> **TASK BRIEF**: Rewrite the listing from its first line through the line with "column 93, row 358", changing every "marker" to "pin" and keeping everything else the same.

(Dataset records)
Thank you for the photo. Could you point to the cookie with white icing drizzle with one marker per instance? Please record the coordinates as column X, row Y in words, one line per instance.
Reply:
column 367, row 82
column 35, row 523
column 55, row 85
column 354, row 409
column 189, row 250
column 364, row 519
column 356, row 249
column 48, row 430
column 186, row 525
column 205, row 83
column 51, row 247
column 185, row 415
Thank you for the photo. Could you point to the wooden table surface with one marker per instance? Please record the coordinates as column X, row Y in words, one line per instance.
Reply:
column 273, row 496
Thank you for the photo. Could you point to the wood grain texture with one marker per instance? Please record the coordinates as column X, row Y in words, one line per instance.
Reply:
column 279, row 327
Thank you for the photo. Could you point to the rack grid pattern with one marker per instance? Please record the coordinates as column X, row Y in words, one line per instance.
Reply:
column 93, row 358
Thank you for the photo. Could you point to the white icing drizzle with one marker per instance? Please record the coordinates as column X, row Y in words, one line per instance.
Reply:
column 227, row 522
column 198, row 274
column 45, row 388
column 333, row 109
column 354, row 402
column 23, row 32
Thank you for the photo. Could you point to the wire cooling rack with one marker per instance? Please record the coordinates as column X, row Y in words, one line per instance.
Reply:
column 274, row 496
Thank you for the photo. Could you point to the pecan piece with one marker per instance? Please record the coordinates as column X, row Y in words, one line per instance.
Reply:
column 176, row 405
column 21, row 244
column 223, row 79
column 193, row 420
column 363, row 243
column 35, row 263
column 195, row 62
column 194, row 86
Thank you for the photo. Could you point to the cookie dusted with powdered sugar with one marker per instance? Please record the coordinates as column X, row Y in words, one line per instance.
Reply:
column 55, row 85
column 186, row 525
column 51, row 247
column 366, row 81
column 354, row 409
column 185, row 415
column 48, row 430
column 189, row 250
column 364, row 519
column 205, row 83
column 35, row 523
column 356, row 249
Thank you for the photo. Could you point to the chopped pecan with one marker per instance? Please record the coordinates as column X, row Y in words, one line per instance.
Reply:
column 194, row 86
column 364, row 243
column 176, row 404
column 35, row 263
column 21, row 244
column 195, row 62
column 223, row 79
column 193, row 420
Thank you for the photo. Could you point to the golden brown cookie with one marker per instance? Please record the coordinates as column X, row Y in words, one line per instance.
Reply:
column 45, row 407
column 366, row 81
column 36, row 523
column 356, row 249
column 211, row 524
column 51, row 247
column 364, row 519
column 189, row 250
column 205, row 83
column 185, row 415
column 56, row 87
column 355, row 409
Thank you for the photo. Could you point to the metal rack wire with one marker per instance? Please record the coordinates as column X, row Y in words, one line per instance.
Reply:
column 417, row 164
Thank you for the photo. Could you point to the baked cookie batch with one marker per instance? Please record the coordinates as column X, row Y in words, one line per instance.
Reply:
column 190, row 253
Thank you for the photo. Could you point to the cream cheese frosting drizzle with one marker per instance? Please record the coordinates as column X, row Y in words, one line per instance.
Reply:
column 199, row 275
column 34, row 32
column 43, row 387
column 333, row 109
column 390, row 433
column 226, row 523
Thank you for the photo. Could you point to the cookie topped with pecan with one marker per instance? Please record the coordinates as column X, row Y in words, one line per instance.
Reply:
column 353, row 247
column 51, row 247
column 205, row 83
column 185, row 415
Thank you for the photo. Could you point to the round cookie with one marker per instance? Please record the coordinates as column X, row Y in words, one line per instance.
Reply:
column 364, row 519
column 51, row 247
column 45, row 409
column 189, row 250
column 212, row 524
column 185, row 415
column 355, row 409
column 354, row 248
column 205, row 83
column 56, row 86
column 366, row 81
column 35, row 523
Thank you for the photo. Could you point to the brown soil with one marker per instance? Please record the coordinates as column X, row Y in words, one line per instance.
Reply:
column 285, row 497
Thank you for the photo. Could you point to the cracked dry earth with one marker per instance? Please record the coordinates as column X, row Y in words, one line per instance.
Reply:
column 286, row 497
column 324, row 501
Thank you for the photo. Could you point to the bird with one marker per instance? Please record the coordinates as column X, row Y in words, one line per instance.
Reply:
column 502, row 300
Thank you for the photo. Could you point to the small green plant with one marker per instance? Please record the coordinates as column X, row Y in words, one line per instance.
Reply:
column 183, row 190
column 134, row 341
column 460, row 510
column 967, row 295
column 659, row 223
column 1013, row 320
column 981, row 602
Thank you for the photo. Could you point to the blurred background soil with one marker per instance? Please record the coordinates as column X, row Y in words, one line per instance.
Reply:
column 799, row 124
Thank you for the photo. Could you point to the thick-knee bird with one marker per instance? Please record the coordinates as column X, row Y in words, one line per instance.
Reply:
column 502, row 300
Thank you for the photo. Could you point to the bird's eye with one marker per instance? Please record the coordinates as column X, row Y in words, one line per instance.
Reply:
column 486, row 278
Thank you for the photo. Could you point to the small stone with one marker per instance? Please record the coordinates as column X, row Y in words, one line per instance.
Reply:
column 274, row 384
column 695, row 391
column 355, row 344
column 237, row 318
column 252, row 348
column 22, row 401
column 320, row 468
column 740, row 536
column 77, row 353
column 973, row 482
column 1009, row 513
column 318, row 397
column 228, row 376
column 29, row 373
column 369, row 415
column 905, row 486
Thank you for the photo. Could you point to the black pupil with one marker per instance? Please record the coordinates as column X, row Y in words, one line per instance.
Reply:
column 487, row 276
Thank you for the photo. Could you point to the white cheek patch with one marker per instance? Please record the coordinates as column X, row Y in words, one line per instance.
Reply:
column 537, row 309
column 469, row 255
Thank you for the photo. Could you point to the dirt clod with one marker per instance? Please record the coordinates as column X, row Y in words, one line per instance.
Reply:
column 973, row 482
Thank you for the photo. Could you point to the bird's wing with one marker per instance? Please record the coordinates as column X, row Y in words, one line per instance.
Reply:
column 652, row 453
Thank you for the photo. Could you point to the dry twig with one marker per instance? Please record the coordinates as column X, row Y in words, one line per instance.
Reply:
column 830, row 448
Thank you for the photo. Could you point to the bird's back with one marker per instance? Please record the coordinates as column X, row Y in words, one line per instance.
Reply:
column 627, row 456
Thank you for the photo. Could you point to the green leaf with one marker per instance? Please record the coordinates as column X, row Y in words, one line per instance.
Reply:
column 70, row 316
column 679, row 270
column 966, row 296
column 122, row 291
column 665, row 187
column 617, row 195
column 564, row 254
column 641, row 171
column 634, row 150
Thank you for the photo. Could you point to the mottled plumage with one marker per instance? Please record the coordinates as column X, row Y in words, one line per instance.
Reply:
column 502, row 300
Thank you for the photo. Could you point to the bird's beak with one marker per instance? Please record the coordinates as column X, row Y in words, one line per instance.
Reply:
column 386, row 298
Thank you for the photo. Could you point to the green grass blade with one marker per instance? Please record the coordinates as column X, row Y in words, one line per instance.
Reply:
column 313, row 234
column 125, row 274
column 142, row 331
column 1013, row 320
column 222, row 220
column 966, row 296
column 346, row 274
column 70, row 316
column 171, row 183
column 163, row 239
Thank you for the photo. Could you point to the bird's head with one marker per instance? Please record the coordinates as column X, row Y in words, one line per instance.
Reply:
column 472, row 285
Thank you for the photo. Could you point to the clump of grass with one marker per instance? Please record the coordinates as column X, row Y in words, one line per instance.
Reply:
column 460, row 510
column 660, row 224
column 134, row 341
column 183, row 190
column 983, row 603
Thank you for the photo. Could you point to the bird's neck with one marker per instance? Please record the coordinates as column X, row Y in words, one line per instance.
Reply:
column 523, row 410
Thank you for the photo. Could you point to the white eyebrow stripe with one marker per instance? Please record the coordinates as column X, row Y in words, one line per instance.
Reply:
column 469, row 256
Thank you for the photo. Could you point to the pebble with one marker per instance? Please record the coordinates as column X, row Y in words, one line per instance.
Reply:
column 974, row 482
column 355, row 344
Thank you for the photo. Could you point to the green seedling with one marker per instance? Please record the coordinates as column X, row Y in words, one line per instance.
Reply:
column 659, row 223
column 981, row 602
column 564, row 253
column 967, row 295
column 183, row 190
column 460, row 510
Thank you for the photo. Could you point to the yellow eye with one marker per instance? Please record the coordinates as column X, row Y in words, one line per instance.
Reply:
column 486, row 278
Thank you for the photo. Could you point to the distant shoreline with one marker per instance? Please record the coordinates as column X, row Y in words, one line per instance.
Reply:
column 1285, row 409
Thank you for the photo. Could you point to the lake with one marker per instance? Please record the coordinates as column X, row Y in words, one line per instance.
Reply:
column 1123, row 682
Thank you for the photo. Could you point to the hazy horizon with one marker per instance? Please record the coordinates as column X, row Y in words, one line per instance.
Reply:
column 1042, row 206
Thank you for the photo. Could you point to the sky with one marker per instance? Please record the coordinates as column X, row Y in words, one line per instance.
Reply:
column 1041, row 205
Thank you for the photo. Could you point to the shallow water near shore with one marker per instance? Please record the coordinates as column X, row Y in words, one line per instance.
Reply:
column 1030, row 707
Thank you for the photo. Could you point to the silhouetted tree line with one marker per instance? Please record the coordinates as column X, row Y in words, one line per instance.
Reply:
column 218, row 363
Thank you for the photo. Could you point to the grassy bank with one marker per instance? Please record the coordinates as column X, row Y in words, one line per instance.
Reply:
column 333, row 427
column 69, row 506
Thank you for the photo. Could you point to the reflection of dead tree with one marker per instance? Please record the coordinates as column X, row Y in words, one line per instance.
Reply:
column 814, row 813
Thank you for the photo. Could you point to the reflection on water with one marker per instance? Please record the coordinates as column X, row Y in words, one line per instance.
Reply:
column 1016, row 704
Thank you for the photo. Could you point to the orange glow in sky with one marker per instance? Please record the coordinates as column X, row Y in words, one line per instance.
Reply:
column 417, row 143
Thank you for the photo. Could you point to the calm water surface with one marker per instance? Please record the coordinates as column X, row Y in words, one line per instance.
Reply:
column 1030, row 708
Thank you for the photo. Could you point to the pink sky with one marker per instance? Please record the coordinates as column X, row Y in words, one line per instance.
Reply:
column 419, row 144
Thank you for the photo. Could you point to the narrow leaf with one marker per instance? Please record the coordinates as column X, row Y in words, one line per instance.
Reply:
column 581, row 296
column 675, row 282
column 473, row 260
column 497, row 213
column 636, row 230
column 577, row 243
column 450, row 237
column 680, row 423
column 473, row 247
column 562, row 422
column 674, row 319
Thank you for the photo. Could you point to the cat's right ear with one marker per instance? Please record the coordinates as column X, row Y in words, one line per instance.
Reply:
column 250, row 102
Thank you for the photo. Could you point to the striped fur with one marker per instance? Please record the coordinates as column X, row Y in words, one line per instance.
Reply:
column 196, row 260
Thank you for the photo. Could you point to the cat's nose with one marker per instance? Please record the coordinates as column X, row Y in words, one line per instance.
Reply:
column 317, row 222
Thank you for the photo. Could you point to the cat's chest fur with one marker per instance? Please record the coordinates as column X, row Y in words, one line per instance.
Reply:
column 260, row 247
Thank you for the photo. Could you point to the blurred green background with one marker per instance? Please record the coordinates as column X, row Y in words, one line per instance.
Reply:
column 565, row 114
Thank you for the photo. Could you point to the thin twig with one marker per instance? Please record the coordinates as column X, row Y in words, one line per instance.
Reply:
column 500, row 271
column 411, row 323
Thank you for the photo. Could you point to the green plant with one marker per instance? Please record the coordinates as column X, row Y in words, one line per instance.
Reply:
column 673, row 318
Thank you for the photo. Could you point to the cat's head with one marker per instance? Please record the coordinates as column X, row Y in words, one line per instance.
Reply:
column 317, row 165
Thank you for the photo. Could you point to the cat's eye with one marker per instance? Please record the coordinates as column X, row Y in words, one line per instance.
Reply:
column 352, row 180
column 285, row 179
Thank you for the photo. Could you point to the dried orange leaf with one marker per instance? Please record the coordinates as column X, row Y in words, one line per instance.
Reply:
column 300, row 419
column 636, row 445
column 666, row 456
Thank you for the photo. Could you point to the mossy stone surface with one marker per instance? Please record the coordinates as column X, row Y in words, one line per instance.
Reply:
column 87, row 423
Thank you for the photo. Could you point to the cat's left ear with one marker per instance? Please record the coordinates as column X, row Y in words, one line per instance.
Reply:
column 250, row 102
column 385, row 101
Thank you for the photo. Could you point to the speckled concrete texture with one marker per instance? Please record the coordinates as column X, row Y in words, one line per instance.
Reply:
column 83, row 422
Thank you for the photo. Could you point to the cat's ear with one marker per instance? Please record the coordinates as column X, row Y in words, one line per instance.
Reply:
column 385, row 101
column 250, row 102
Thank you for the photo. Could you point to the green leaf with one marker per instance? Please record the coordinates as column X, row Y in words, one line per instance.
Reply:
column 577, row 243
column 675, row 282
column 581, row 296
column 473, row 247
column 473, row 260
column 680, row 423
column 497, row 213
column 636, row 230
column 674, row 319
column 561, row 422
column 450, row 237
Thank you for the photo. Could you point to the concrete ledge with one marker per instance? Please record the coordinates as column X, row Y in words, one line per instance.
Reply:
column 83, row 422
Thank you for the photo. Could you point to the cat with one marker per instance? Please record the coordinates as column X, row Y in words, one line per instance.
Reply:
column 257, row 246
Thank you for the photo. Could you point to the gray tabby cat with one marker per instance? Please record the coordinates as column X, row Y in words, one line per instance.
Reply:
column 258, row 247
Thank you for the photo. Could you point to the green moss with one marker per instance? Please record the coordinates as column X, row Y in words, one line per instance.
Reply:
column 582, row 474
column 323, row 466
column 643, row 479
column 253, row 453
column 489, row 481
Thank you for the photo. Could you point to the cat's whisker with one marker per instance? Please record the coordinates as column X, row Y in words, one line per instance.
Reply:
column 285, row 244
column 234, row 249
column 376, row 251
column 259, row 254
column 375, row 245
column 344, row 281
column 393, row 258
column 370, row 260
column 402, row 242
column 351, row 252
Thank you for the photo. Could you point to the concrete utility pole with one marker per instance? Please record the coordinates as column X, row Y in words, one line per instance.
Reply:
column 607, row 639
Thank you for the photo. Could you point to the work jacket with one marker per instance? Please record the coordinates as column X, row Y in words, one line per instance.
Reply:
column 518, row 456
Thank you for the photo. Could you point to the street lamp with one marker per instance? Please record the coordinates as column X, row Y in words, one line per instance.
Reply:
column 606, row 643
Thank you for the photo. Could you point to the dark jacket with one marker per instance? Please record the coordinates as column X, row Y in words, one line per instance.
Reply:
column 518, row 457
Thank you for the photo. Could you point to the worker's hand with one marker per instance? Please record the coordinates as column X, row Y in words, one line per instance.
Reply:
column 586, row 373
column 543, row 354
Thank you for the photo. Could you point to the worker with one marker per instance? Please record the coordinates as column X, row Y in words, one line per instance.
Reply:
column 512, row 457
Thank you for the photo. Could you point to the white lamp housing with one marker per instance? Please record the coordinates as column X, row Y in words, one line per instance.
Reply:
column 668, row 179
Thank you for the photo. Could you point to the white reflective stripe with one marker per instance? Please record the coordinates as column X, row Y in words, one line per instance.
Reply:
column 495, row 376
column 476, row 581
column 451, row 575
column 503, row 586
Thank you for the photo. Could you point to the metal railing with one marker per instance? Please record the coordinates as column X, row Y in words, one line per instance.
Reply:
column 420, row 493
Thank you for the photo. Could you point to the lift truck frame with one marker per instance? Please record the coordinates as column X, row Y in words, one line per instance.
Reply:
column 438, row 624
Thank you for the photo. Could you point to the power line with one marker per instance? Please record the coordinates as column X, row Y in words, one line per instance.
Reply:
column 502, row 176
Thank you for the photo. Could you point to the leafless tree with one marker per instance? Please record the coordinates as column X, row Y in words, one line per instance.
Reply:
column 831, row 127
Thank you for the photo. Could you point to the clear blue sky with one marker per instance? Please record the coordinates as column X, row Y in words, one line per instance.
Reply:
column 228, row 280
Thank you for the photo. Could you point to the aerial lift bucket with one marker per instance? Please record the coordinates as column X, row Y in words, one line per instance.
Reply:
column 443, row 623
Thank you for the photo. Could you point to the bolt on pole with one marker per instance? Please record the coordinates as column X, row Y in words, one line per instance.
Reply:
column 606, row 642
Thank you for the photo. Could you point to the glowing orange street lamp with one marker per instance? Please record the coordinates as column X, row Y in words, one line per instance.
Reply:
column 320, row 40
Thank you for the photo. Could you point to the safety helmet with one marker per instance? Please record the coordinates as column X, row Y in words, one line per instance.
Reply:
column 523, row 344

> **EXERCISE RESULT**:
Thank you for the photo. Could you point to the cookie with white icing drizzle with one pin per instance? Please record the coordinates as column X, row Y in words, one line per instance.
Reply:
column 367, row 82
column 35, row 523
column 55, row 85
column 354, row 409
column 189, row 250
column 364, row 519
column 356, row 249
column 48, row 430
column 186, row 525
column 205, row 83
column 51, row 247
column 185, row 415
Thank you for the photo. Could you point to the wooden table surface with one pin per instance? Please record the coordinates as column X, row Y in words, one line per instance.
Reply:
column 273, row 496
Thank you for the photo. Could you point to the wood grain texture with one pin per instance? Please record the coordinates as column X, row Y in words, one line per instance.
Reply:
column 279, row 327
Thank you for the photo. Could you point to the rack grid pattern with one pin per instance? Please record the coordinates as column X, row Y in words, one line per instance.
Reply:
column 93, row 358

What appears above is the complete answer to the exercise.